Excerpt to read:

Signed graph embeddings. To overcome the homophily limitation, SNE [27] generates uniform random walks on signed graphs (by ignoring the weights on the edges) and replaces the skip-gram model by a log-bilinear model. The model predicts the representation of a target node given its predecessors along a path. To capture the signed relationships between nodes, two signed-type vectors are incorporated into the log-bilinear model. SIDE [8] generates firstorder random walks and defines a likelihood function composed of a signed proximity term to model the social balance theory, and two bias terms to mimic the preferential attachment theory. SiNE [24] is a deep neural network-based model guided for social theories. SiNE maximises the margin between the embedding similarity of friends and the embedding similarity of foes. StEM [20] is a deep learning method aiming at learning not only representations of nodes of different classes (e.g. friends and foes) but also decision boundaries between opposing groups . Hence, unlike other methods, e.g. SiNE, which are distance-based (thus, use only local information), StEM attempts to incorporate global information.

Overall, to learn node embeddings, SNE and SIDE generate random walks but do not use the skip-gram in node2vec to learn parameters, while SiNE and StEM use a margin loss function and decision boundary method respectively.

Our model. Our approach extends the traditional skip-gram objective of word2vec and node2vec to signed graphs. We facilitate this by ensuring that each training example is constructed via a sign-informed random walk. Leveraging the skip-gram architecture not only provides scalability advantages, but also the flexibility to extend the embedding process to effectively utilize edge attributes. While all mentioned related works are edge-attribute agnostic, our proposed method can leverage edge attributes such as topics in the form of contextual topic embeddings. We argue that incorporating edge attributes, such as topics, in the embedding process can benefit understanding stance in signed social-network interactions.

In many real-world social systems, relations between two nodes can be represented as signed graphs with positive and negative links. Early signed graphs are derived from observations in the physical world such as the relationships among Allied and Axis powers during World War II [4] .

Provided information:

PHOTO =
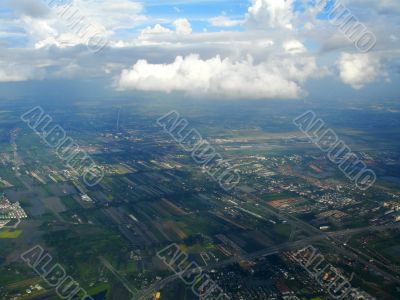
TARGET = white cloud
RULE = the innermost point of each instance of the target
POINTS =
(182, 26)
(294, 47)
(276, 78)
(223, 21)
(359, 69)
(157, 29)
(11, 72)
(270, 14)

Set problem 1:
For the passage on signed graph embeddings, decide whether each statement agrees with it. Answer yes or no for each, and quote the words of the passage that settle it.
(a) SNE replaces the skip-gram model with a log-bilinear model.
(b) SiNE draws on global information rather than local information.
(c) The proposed model builds each training example from a sign-informed random walk.
Set problem 2:
Reproduce the part of the passage on signed graph embeddings that begins at the words "In many real-world" and stops after "War II [4] .".
Set problem 3:
Carry on the passage on signed graph embeddings, starting after its last sentence.
The records stand apart from the passage on signed graph embeddings and are separate material.

Expected answer 1:
(a) Yes: "replaces the skip-gram model by a log-bilinear model"
(b) No: "SiNE, which are distance-based (thus, use only local information)"
(c) Yes: "each training example is constructed via a sign-informed random walk"

Expected answer 2:
In many real-world social systems, relations between two nodes can be represented as signed graphs with positive and negative links. Early signed graphs are derived from observations in the physical world such as the relationships among Allied and Axis powers during World War II [4] .

Expected answer 3:
The development of social media has enabled the mining of larger, signed social graphs. Typically, signed graphs in social media represent relations among online users where positive links indicate friendships, trust, and like, whereas negative links indicate foes, distrust, and dislike. Signed graphs in social media often have thousands of users and millions of links, and they are usually sparser than physical world signed graphs.

Existing datasets. Epinions, Slashdot [11] , Wiki-Rfa [25] , Bit-coinOtc, BitcoinAlpha [9, 10] are the largest and most widely used signed graphs used for benchmarking signed graph embeddings methods. Epinions.com 3 was a product review site where users can write reviews for various products with rating scores from 1 to 5. Other users could rate the helpfulness of reviews. Slashdot 4 is a technology news platform on which users can create friend and foe links with other users. For a Wikipedia editor to become an administrator, a request for adminship (RfA) must be submitted, and any Wikipedia member may cast a supporting, neutral, or opposing vote. This induces a directed, signed graph Wiki-Rfa [25] in which nodes represent Wikipedia members and edges represent votes. BitcoinOtc and BitcoinAlpha [9, 10] are who-trusts-whom graphs of users who trade using Bitcoin on online platforms. Since Bitcoin users are anonymous, there is a need to maintain a record of users' reputation to prevent transactions with fraudulent and risky users. Platforms' members can rate each other members positively or negatively.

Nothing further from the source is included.